:: TASK INSTRUCTIONS ::
1. Copy the article on RJ's chief executive word for word from "- Now 34, Tedeschi" to "for more stories.".
2. Resume the article on RJ's chief executive, starting after its final sentence.

:: SELECTED PASSAGE ::
————————
RJ
- RJ (formerly Romain Jerome) is a young Swiss luxury watch brand that has stirred controversy in recent years, particularly with its release of a watch collection called "Titanic DNA," which used actual material from the famous sunken wreck melted together with other metal in the bezel.
- In 2018, 32-year-old Marco Tedeschi, previously a regional director at Hublot, took the reins as Romain Jerome's new CEO, rebranding it "RJ."
- Now 34, Tedeschi is one of the industry's youngest CEOs.
- He attributes his successful career to two key things: passion and luck.
- Visit Business Insider's homepage for more stories.
At 34, Marco Tedeschi represents a youthful shift in the luxury watch industry - and the CEO says his meteoric rise is partially thanks to having met the right people at the right time.
In January 2018, Tedeschi was appointed CEO of Romain Jerome (now called RJ). The luxury watch company, founded in 2004, had by that point already been making waves across the industry as a controversial brand, with products like its "Titanic DNA" watch, which was created under prior CEO Yvan Arpa. The company said the limited edition watch was made with actual rusted steel harvested from the Titanic.
Under the new CEO's leadership, Romain Jerome was rebranded to simply "RJ." Tedeschi has overseen the release of several new watches in the brand's ongoing pop culture collaboration collection, including a $15,700 limited edition timepiece inspired by Batman's archnemesis, the Joker.
RJ
Prior to taking the reins at RJ, Tedeschi worked for Hublot, another, longer-established Swiss watch company founded in 1980 and currently owned by French billionaire Bernard Arnault's LVMH group of luxury brands.
"I started as a product director, then I moved to the commercial side, being in charge of all the operations in the Middle East and Africa," Tedeschi told Business Insider at an RJ-sponsored special screening of "Joker."
Knowing he wanted to take a leadership position, Tedeschi said he was intrigued by RJ's design concepts, particularly the "DNA" concept ("having materials that belong to the history actually within the watch, like the steel of Apollo") and the pop culture-inspired collaborations with beloved brands like DC and Marvel.
On becoming the youngest CEO in the luxury watch industry
So how did Tedeschi manage to become the luxury watch industry's youngest CEO? It all boils down to two key factors: passion and luck.
————————
[Excerpts from a dataset]
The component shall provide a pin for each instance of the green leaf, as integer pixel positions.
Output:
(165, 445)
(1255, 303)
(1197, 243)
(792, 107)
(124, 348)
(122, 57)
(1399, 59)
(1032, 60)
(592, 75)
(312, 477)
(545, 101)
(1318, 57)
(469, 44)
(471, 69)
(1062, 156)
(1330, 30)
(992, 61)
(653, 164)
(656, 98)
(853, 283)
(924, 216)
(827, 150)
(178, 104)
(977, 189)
————————
:: YOUR WRITTEN ANSWERS ::
1.
- Now 34, Tedeschi is one of the industry's youngest CEOs.
- He attributes his successful career to two key things: passion and luck.
- Visit Business Insider's homepage for more stories.

2.
The RJ CEO told Business Insider that he'd often spent time in his father's watch store as a child: "I've been passionate about the watch industry since I was eight years old ... When I started, I was visiting my father's boutique, I fell in love with the product." And in the 1990s, he had the chance to meet with Franck Muller, which he called "the hot brand of the moment."
This love of horology inspired Tedeschi to go to engineering school, which is when the luck factor came into play.
"After completing my engineering school, I had a chance to meet [then Hublot CEO] Jean-Claude Biver," Tedeschi recalled. Biver took over leadership and creative direction for Hublot from founder Carlo Crocco in 2004; prior to that, Biver, a watchmaking industry veteran, was the president of Swatch Group's Omega division. Biver is currently a non-executive chairman with LVMH's watchmaking division.
"[Biver] believed in me. He believed in the project I presented him," Tedeschi said, referring to "the single-axis watch movement concept" he developed, patented, and presented to Biver while still in his second year of school. "He hired me at the age of 22 as a product director for Hublot. And I was lucky because he offered me the chance to prove that I could fit the position. I worked hard of course, but I got the chance with someone who could trust a 22-year-old guy!"
Tedeschi is not the only CEO who credits at least part of their success to luck
Other successful people across industries have varying takes on whether their career trajectories came down to luck. Shopify's billionaire CEO Tobias Lütke, for instance, has said his success is "90%" luck, comparing the timing of his company's launch to "winning the lottery five times in a row" on an August 2019 episode of NPR's "How I Built This with Guy Raz."
Similarly, Anthony Casalena, the CEO of Squarespace, has said he thinks "anyone who possibly claims that they didn't get lucky is crazy."
"I've been lucky so many times in my life," Casalena told NPR in March. "I'd say that there are qualities I probably have that have helped me stay here, you know, perseverance, and pain tolerance, and some level of adaptability, in my best moments some kind of self-awareness."
On the flip side, there's Bumble founder Whitney Wolfe, who stressed that hard work, not luck, helped her dating app become a billion-dollar business: "If people think I was just at the right place at the right time and just snapped my fingers and twirled a couple of times and here's Bumble, I mean, they're really wrong," Wolfe told NPR in April.
LinkedIn founder Reid Hoffman takes the middle ground, telling Business Insider's Richard Feloni in November 2017 that success is always some combination of the two: "The short answer is, it's both massively luck and massively hard work. Sometimes it's more luck than hard work, and sometimes it's more hard work than luck. But every success requires both."